■ SUPPLIED RECORDS:
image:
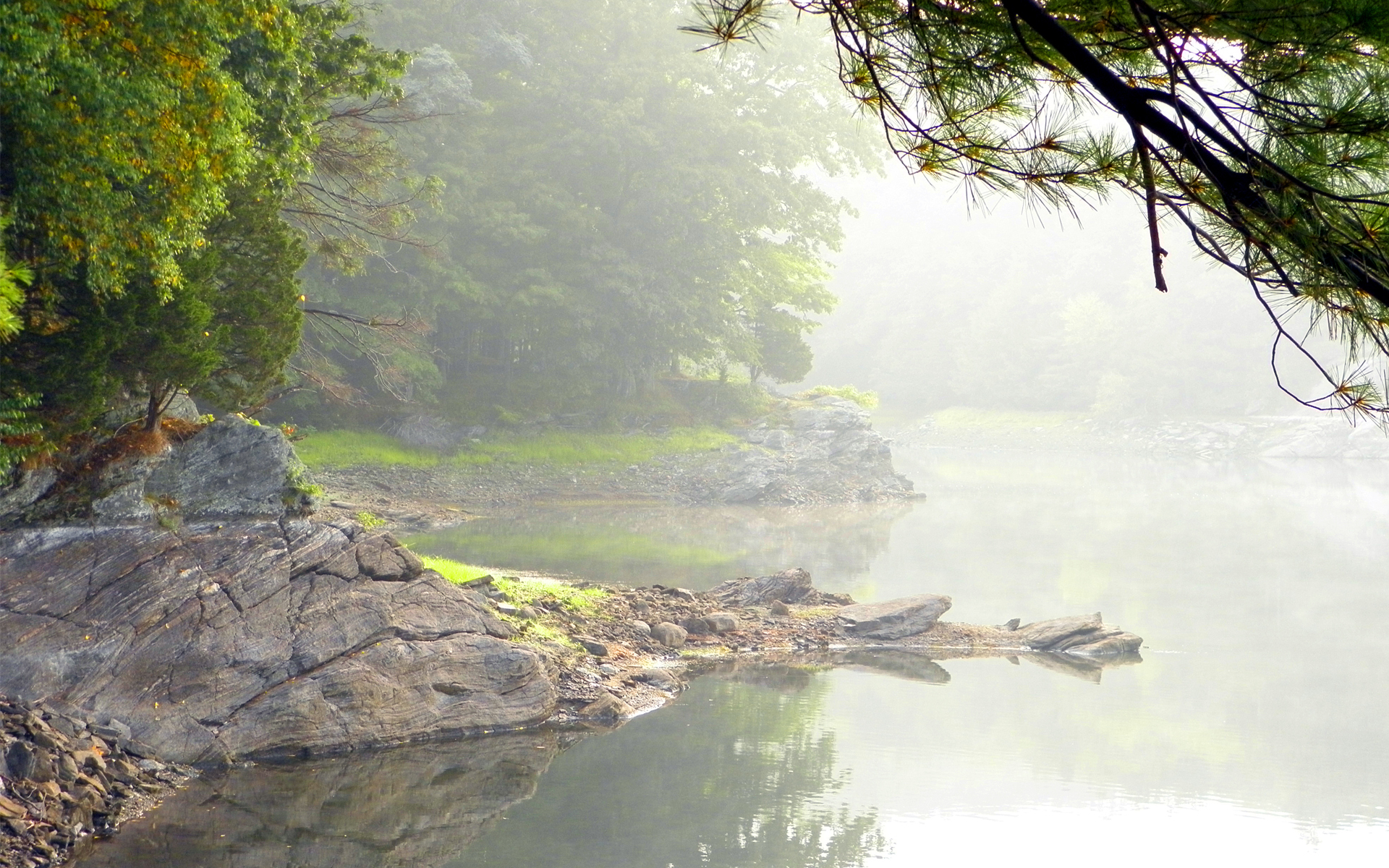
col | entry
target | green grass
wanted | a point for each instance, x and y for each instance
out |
(563, 549)
(555, 449)
(357, 448)
(868, 400)
(453, 570)
(530, 592)
(522, 590)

■ WHAT YOU ARE ASKED TO DO: Reproduce every one of the lines above character for character, leaving out the picture.

■ WRITTEN RESPONSE:
image:
col | entry
target | green grass
wanted | a point for each instance, x and y for each instance
out |
(563, 549)
(555, 449)
(357, 448)
(868, 400)
(453, 570)
(530, 592)
(522, 590)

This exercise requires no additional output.